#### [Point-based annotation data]
::::::::
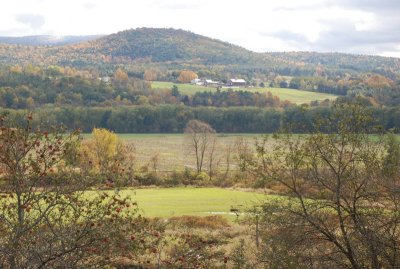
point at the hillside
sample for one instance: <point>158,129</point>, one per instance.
<point>177,49</point>
<point>46,40</point>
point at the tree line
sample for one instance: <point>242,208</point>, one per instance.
<point>173,118</point>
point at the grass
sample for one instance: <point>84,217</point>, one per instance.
<point>172,150</point>
<point>172,202</point>
<point>292,95</point>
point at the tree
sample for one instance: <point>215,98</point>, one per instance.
<point>201,141</point>
<point>342,204</point>
<point>150,75</point>
<point>47,219</point>
<point>186,76</point>
<point>111,158</point>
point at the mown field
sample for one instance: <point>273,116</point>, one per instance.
<point>292,95</point>
<point>170,202</point>
<point>172,151</point>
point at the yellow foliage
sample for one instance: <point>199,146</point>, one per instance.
<point>120,75</point>
<point>102,149</point>
<point>186,76</point>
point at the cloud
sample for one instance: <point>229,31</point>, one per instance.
<point>33,20</point>
<point>89,5</point>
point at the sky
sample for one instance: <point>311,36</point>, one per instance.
<point>351,26</point>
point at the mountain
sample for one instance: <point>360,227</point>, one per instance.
<point>177,49</point>
<point>46,40</point>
::::::::
#### [Exercise aim]
Rewrite every item above so that each "sample for one instance" becomes "reference for one instance", with no other changes, and omit the pictures.

#### [Solution to this exercise]
point at the hillside
reference for one instance: <point>158,129</point>, one per instance.
<point>177,49</point>
<point>46,40</point>
point at the tree line
reference for one instance: <point>242,208</point>, one per instance.
<point>173,118</point>
point at the grass
reference for one instance: <point>84,217</point>, one per instance.
<point>172,150</point>
<point>172,202</point>
<point>292,95</point>
point at the tree
reference for one instance: <point>215,98</point>, one per instance.
<point>201,141</point>
<point>342,204</point>
<point>150,75</point>
<point>47,219</point>
<point>186,76</point>
<point>111,158</point>
point at the mown field
reference for one instance: <point>273,116</point>, one per instance.
<point>292,95</point>
<point>170,202</point>
<point>172,151</point>
point at the yellow foliage
reference for one instance: <point>199,146</point>, one per instance.
<point>120,75</point>
<point>102,149</point>
<point>186,76</point>
point at the cloud
reference for one instance: <point>229,31</point>, one per instance.
<point>33,20</point>
<point>89,5</point>
point at the sky
reference for one instance: <point>311,36</point>, one per instance.
<point>351,26</point>
point at the mountain
reference for one instance: <point>360,227</point>, one per instance.
<point>177,49</point>
<point>46,40</point>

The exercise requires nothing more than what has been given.